Local-first document RAG + decision API: ingest PDF (digital + OCR for scans), DOCX, legacy DOC (antiword), and TXT; chunk + embed into PostgreSQL (pgvector); ask with citations or run a structured decision with a small rule engine—all via FastAPI. Ollama provides Mistral and nomic-embed-text in Docker—no OpenAI, Azure, AWS, or Pinecone in this design. docker compose runs Uvicorn with --reload for a smooth dev loop.
- Portfolio snapshot
- What it does
- Tech stack
- Architecture
- Repository layout
- HTTP API (summary)
- Prerequisites & quick start
- Configuration
- Services & ports
- Tests & CI
- Troubleshooting
- Publishing to GitHub
- Security
- Roadmap & future implementations
- Contributing & license
| What you can show | How this repo supports it |
|---|---|
| RAG (retrieve → ground answer → citations) | POST /api/documents/* + POST /api/decisions/ask |
| Guardrails beyond “the model said so” | POST /api/decisions/decide + app/rules/rule_engine.py |
| Local / air-gapped story | Ollama + Postgres in Docker; no cloud model keys |
| Reproducible for reviewers | docker compose, scripts/trial_run.*, GitHub Actions CI |
“Hosting” here means publishing this repository on GitHub and letting others clone + run with Docker on their machine. This project does not ship a production cloud deploy (Kubernetes, serverless, etc.); that is an intentional scope boundary for a portfolio piece.

Region pointing data
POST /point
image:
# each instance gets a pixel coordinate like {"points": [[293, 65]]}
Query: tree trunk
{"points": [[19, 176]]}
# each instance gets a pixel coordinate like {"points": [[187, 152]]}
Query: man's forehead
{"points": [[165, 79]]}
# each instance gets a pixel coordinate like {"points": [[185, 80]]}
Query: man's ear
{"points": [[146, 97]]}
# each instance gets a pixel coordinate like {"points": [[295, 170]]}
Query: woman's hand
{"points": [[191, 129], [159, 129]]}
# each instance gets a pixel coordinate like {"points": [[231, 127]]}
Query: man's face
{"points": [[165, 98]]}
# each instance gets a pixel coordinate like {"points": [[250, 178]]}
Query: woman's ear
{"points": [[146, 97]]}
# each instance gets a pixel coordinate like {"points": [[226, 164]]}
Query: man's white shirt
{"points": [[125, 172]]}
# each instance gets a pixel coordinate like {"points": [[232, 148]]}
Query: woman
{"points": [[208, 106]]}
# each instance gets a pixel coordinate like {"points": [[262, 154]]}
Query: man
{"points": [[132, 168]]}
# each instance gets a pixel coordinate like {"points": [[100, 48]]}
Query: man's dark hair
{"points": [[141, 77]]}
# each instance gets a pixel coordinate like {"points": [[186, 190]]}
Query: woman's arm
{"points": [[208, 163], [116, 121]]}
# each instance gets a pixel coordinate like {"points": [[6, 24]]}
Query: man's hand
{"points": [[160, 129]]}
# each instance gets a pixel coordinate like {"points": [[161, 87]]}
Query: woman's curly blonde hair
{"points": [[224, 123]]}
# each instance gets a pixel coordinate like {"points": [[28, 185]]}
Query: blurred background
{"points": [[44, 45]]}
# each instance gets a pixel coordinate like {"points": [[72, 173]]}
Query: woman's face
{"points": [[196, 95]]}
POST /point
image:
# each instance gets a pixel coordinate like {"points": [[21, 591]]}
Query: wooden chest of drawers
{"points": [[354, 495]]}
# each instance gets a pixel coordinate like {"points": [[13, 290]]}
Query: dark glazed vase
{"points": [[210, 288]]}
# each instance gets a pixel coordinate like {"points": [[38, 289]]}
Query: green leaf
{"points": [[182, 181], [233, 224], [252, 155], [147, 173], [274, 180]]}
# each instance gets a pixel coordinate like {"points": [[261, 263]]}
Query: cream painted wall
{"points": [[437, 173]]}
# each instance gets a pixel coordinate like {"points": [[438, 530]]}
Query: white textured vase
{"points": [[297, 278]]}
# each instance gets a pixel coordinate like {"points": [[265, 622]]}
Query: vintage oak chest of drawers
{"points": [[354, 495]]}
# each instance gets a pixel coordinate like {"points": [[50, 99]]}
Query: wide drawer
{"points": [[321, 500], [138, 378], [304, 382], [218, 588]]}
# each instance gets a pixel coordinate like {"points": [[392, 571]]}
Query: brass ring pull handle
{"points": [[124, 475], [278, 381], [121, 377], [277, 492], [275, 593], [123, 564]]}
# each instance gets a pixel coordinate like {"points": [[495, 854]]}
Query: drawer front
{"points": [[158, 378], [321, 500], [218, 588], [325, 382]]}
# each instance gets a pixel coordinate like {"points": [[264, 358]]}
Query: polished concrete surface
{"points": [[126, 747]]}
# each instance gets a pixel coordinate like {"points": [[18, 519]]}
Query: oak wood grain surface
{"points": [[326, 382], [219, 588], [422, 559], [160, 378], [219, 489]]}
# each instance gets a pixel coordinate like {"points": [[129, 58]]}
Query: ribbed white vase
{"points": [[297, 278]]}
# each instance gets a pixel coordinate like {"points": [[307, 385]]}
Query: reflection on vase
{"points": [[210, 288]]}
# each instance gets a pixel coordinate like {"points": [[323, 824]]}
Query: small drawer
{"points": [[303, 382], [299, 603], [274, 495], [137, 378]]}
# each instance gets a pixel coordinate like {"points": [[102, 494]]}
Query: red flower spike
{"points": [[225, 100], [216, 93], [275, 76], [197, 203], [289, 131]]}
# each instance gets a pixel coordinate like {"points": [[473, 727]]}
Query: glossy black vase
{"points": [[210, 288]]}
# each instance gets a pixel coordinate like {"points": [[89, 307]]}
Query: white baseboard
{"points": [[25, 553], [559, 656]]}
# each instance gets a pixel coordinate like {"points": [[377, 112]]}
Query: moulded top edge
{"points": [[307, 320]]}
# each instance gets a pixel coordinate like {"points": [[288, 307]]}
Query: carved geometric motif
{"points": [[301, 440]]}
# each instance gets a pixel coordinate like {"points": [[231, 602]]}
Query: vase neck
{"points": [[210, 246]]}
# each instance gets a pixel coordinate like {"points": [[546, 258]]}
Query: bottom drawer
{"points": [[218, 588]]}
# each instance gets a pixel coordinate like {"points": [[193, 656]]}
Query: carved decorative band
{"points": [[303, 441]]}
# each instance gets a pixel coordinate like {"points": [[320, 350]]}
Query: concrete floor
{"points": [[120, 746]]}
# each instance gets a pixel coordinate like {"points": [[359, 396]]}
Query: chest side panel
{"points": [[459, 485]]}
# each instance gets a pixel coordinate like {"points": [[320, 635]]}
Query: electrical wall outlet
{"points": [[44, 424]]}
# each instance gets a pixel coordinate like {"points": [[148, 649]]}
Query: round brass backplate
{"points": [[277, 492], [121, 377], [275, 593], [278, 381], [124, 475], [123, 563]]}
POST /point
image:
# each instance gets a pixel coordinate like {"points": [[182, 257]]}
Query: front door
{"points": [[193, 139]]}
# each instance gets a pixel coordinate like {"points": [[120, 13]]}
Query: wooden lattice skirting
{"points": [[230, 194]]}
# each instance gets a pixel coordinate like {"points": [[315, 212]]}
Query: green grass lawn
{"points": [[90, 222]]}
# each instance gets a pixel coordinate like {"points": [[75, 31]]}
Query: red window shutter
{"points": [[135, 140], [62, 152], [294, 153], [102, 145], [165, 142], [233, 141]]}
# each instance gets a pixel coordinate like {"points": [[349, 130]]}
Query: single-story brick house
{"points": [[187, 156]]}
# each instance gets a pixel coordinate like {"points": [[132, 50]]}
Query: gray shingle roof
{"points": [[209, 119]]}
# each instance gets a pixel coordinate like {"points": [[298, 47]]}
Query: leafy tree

▶ _WHAT THIS TASK INVOLVES_: Continue the overview of the local-first document RAG and decision API, starting after the sentence that ends "an intentional scope boundary for a portfolio piece."

▶ _EXERCISE OUTPUT_:
Monorepo: If this project lives under a parent folder (e.g.
ml-demos/doc-decision-engine), either open this folder as the Git root of a dedicated repo, or change GitHub Actionsdefaults.run.working-directory/ paths so CI runs from the correct subdirectory. The included workflow assumes the repository root is thedoc-decision-enginedirectory.
- Upload → parse (Tesseract OCR when text is thin;
.docvia antiword) → word chunks → embed (nomic-embed-text) → store in pgvector. POST /api/decisions/ask— embed question, similarity search, prompt Mistral with retrieved excerpts, return citations.POST /api/decisions/decide— same retrieval + JSON-shaped LLM output + deterministic rules (confidence, keywords, sections, chunk count).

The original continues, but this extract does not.